Supplied material:
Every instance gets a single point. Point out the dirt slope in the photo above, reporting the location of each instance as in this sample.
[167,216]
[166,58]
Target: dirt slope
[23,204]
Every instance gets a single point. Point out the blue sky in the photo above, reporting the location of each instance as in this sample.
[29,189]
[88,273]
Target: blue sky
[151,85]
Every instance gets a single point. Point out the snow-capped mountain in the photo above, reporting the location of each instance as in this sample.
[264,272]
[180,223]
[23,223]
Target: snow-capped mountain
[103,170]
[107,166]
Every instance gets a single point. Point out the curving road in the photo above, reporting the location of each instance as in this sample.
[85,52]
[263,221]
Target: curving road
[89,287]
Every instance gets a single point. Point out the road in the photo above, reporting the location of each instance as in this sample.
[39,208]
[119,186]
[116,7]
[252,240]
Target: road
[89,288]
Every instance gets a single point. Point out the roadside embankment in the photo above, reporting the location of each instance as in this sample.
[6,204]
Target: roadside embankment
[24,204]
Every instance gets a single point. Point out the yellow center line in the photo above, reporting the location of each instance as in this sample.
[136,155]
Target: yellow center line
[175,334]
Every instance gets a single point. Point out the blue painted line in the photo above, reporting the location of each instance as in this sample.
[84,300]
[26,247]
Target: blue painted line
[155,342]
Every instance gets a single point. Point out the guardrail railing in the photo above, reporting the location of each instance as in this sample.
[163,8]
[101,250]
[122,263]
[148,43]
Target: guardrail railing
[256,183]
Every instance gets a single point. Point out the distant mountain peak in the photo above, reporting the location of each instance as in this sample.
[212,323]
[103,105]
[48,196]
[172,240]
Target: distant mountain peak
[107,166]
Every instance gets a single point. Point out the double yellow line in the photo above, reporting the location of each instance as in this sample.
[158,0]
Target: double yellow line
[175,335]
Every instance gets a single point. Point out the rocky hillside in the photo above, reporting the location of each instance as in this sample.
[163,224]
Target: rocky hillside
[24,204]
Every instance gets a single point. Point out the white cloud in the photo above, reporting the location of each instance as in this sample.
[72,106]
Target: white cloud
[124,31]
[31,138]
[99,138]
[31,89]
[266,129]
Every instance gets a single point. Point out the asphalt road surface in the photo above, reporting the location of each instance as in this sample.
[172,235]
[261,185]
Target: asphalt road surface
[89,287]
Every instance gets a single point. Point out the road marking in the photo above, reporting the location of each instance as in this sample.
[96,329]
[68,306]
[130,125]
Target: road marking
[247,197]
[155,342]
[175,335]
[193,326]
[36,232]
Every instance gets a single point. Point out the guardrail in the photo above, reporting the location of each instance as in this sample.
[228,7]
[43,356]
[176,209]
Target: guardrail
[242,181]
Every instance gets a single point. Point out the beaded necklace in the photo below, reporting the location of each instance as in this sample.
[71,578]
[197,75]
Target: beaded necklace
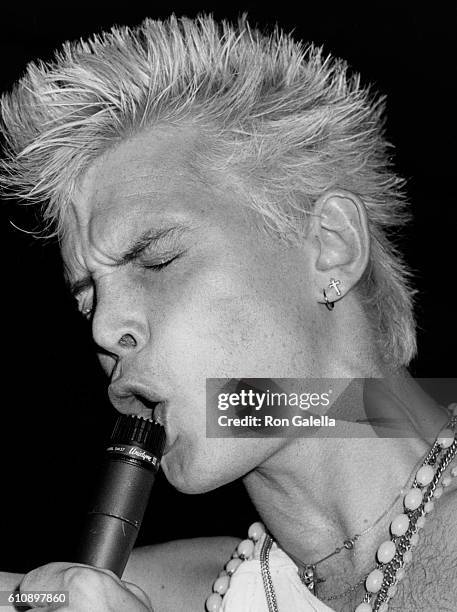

Work to complete: Every line containing the word "necklace" should be copied from the material.

Exercise answer:
Every instance gets a single point. Point out the beaded necklace in the photo below, reporting the location of each instance as in this sample.
Target: beaded necklace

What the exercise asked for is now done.